[Stored data]
═══

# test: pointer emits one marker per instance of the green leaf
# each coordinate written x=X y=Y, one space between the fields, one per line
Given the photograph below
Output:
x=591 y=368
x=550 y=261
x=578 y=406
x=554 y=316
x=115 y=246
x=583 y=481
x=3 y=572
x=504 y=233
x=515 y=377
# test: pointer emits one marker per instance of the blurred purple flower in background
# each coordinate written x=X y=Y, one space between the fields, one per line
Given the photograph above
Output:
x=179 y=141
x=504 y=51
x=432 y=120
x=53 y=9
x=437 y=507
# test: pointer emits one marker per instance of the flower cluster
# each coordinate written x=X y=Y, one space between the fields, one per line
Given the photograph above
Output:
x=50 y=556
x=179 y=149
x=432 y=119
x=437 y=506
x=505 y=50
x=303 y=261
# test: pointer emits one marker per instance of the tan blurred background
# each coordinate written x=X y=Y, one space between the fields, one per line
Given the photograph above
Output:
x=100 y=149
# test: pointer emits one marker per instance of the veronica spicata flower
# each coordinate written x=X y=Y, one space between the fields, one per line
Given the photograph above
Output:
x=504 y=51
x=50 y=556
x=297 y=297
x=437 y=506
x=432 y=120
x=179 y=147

═══

The whole of the data is to be copied out word for word.

# test: pointer emits one marker per instance of the green leaf
# each coordinate written x=X y=Y, one space between the fields, one per line
Given the photograph below
Output:
x=591 y=368
x=550 y=261
x=578 y=406
x=554 y=316
x=115 y=246
x=583 y=481
x=3 y=572
x=504 y=233
x=515 y=377
# test: pointer emits one marker per instance of the blurred purple flower in background
# each coordinate written x=X y=Y, one space between the fields, one per line
Given the photograph above
Output:
x=179 y=141
x=504 y=51
x=432 y=120
x=53 y=9
x=437 y=507
# test: pointer emits one marker per instance of the flower cluster
# each coordinate written x=X y=Y, one space between the fields, one per line
Given the photograph above
Output:
x=50 y=556
x=179 y=149
x=432 y=119
x=437 y=506
x=505 y=50
x=303 y=261
# test: pointer emits one marker per instance of the tan blurred background
# each coordinate written x=X y=Y, one space between the fields, one per line
Given the photograph above
Output:
x=100 y=149
# test: pointer emits one marker per instance of the veronica spicata flower
# each coordinate written x=X y=Y, one space between the fields, one per line
Given the photograph above
Output:
x=504 y=51
x=50 y=556
x=297 y=297
x=437 y=506
x=432 y=120
x=179 y=147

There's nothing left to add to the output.